Reproduce all of the data word for word.
-- START OF Materials provided --
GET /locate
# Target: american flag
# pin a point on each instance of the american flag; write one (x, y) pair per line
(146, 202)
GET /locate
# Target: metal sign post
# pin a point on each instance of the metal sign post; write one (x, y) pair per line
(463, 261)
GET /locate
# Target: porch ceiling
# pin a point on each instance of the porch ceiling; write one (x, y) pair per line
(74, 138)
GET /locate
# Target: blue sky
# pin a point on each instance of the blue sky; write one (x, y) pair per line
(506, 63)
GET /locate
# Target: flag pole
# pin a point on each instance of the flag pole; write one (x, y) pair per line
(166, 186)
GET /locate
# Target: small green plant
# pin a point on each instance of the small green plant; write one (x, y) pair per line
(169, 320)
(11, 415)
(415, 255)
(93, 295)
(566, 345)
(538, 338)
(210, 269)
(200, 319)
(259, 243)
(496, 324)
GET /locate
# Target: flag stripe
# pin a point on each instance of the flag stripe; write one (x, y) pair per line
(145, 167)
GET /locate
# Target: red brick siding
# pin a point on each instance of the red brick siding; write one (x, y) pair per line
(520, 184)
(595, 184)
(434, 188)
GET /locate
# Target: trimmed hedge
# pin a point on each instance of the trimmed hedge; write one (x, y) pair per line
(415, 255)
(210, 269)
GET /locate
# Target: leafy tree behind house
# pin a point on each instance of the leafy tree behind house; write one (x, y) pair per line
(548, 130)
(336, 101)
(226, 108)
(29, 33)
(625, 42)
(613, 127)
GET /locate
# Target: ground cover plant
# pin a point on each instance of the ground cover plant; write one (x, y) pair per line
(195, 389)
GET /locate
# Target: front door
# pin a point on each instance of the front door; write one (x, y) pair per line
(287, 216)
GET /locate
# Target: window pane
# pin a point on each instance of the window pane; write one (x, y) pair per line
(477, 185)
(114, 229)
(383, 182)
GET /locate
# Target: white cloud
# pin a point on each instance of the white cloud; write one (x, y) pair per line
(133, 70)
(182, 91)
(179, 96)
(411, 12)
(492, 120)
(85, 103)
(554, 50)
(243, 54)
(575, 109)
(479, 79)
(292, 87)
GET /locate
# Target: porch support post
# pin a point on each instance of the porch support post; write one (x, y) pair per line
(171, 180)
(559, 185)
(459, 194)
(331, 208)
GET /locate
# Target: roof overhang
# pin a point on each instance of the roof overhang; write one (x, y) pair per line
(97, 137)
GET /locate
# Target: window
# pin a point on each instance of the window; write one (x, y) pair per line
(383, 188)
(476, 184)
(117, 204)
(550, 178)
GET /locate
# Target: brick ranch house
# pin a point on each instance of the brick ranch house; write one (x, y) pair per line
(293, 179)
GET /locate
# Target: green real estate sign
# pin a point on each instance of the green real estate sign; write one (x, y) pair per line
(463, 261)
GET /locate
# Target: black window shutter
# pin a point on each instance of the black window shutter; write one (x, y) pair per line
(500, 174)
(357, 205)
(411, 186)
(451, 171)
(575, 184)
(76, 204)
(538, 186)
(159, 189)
-- END OF Materials provided --
**Result of the exercise:**
GET /locate
# Target: american flag
# pin a point on each instance of the american flag; write one (x, y) pair per line
(146, 202)
GET /locate
# Target: metal sign post
# pin a point on each instance of the metal sign post; write one (x, y) pair per line
(463, 261)
GET /locate
# Target: porch ceiling
# pin a point on each instance of the porch ceiling; write one (x, y) pair per line
(74, 138)
GET /locate
# Target: blue sky
# pin a point on each instance of the blue sky; write one (x, y) pair per line
(506, 63)
GET /locate
# Target: flag pole
# pin a point on each instance of the flag pole; write one (x, y) pair per line
(166, 186)
GET /locate
# Target: small green plant
# pin a point on each instance of the small green plant; write one (x, y) pair per line
(169, 320)
(11, 415)
(415, 255)
(93, 295)
(566, 345)
(538, 338)
(210, 269)
(200, 319)
(259, 243)
(496, 324)
GET /locate
# Target: flag stripe
# pin a point on each instance of the flag stripe; write one (x, y) pair per line
(145, 167)
GET /locate
# Target: red brick siding
# pin a point on each instance of the red brick siding; write one (x, y) pair per line
(520, 184)
(595, 184)
(434, 188)
GET /locate
# Target: trimmed hedge
# pin a point on each instance of the trimmed hedge; write one (x, y) pair per line
(415, 255)
(210, 269)
GET /locate
# Target: leafy tree behind house
# pin a point on each instance of the leafy tree behind house; write one (x, y) pair per line
(548, 130)
(336, 101)
(226, 108)
(29, 33)
(625, 42)
(613, 127)
GET /locate
# Target: ground cover plant
# pin a point on each instance of the ground cover plant; write one (x, y) pair per line
(195, 389)
GET /locate
# Target: front door
# pin a point on each instance of the front door; write one (x, y) pair per line
(287, 216)
GET /locate
# Target: window pane
# pin a point on each instance of the window pane; write one (x, y) pair per line
(477, 185)
(114, 229)
(383, 182)
GET /locate
# Target: white cloud
# pin a point on each instance of the white cloud; write one (x, y) pair per line
(133, 70)
(182, 91)
(179, 96)
(411, 12)
(492, 120)
(85, 103)
(554, 50)
(243, 54)
(575, 109)
(479, 79)
(292, 87)
GET /locate
# Target: porch support post
# pin a point on each instance of the porch support post; write one (x, y) pair per line
(171, 180)
(559, 185)
(459, 194)
(331, 208)
GET /locate
# Target: roof overhang
# pin a point on each instance of the roof overhang; write one (x, y) pair per line
(97, 137)
GET /locate
# Target: window
# pin a point on each instance of the window; write one (x, y) pair per line
(383, 188)
(476, 184)
(117, 204)
(550, 178)
GET /locate
# Target: brick ranch house
# pin a point on each instance of the brick ranch house; write one (x, y) pair per line
(293, 179)
GET /locate
# Target: green real estate sign
# pin a point on each instance of the green real estate sign; write one (x, y) pair per line
(463, 261)
GET /locate
# Target: black window shutter
# pin a point on each instance of the black window shutter; write one (x, y) pair per line
(500, 174)
(357, 205)
(411, 186)
(451, 171)
(575, 184)
(76, 204)
(538, 186)
(159, 189)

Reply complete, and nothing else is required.